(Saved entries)
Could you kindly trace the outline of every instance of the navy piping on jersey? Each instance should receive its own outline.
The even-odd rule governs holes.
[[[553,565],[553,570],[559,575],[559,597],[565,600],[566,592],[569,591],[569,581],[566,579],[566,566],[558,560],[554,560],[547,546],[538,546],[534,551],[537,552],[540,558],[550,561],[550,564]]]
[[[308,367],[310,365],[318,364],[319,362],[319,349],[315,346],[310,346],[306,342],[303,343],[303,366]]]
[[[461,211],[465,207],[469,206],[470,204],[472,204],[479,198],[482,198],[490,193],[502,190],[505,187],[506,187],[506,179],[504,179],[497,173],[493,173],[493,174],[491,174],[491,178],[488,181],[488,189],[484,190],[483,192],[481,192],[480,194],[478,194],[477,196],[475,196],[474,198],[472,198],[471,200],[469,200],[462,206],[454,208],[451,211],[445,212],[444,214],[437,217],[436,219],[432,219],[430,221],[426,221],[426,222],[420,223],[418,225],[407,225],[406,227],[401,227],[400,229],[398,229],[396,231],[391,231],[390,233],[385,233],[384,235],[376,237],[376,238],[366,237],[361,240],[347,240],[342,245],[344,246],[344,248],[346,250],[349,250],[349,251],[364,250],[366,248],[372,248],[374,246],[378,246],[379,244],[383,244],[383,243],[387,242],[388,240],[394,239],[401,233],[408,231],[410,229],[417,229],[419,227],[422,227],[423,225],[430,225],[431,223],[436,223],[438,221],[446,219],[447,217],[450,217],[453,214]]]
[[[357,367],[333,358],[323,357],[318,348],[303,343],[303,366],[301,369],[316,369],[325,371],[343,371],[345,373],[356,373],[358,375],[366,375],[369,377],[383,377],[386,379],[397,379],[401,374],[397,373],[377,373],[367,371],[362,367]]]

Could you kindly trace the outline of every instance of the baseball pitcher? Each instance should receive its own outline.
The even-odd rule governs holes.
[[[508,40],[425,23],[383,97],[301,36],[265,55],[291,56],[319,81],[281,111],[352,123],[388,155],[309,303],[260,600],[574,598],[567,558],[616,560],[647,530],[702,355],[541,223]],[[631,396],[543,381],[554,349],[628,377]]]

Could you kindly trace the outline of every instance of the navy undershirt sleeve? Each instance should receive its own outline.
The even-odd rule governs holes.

- Problem details
Would you return every line of the data above exactly?

- Completed task
Could you kindly trace the outline of every instance of the navy piping on jersey? Each instance should receive its own outline.
The even-odd rule governs holes.
[[[553,565],[553,570],[559,575],[559,597],[565,600],[566,592],[569,591],[569,581],[566,579],[566,566],[558,560],[554,560],[547,546],[538,546],[534,551],[537,552],[540,558],[550,561],[550,564]]]
[[[308,367],[310,365],[318,364],[319,362],[319,349],[315,346],[310,346],[306,342],[303,343],[303,366]]]
[[[461,211],[465,207],[469,206],[470,204],[472,204],[479,198],[482,198],[490,193],[502,190],[505,187],[506,187],[506,179],[504,179],[497,173],[493,173],[493,174],[491,174],[491,178],[488,181],[488,189],[484,190],[483,192],[481,192],[480,194],[478,194],[477,196],[475,196],[474,198],[472,198],[471,200],[469,200],[462,206],[454,208],[451,211],[445,212],[444,214],[437,217],[436,219],[432,219],[430,221],[426,221],[426,222],[420,223],[418,225],[407,225],[406,227],[401,227],[400,229],[398,229],[396,231],[391,231],[390,233],[385,233],[384,235],[376,237],[376,238],[366,237],[361,240],[347,240],[342,245],[344,246],[344,248],[346,250],[349,250],[349,251],[364,250],[366,248],[372,248],[374,246],[378,246],[379,244],[383,244],[383,243],[387,242],[388,240],[394,239],[401,233],[408,231],[410,229],[417,229],[419,227],[422,227],[423,225],[430,225],[431,223],[436,223],[438,221],[446,219],[447,217],[450,217],[453,214]]]
[[[357,367],[333,358],[323,357],[318,348],[303,343],[303,366],[301,369],[316,369],[325,371],[343,371],[345,373],[356,373],[358,375],[366,375],[369,377],[383,377],[386,379],[397,379],[401,374],[397,373],[377,373],[367,371],[362,367]]]

Could you kindly trace the outline of every instance of the baseball pitcher? Each instance should receive its own outline.
The even-odd rule governs holes.
[[[508,40],[425,23],[383,97],[301,36],[265,55],[291,56],[319,81],[281,111],[352,123],[388,155],[309,303],[260,600],[574,598],[567,558],[616,560],[647,530],[702,355],[541,223]],[[631,396],[543,381],[554,349],[628,377]]]

Could you kindly trace the outline of every instance of the navy undershirt sleeve? Each instance should receive its own outline.
The even-odd rule governs holes.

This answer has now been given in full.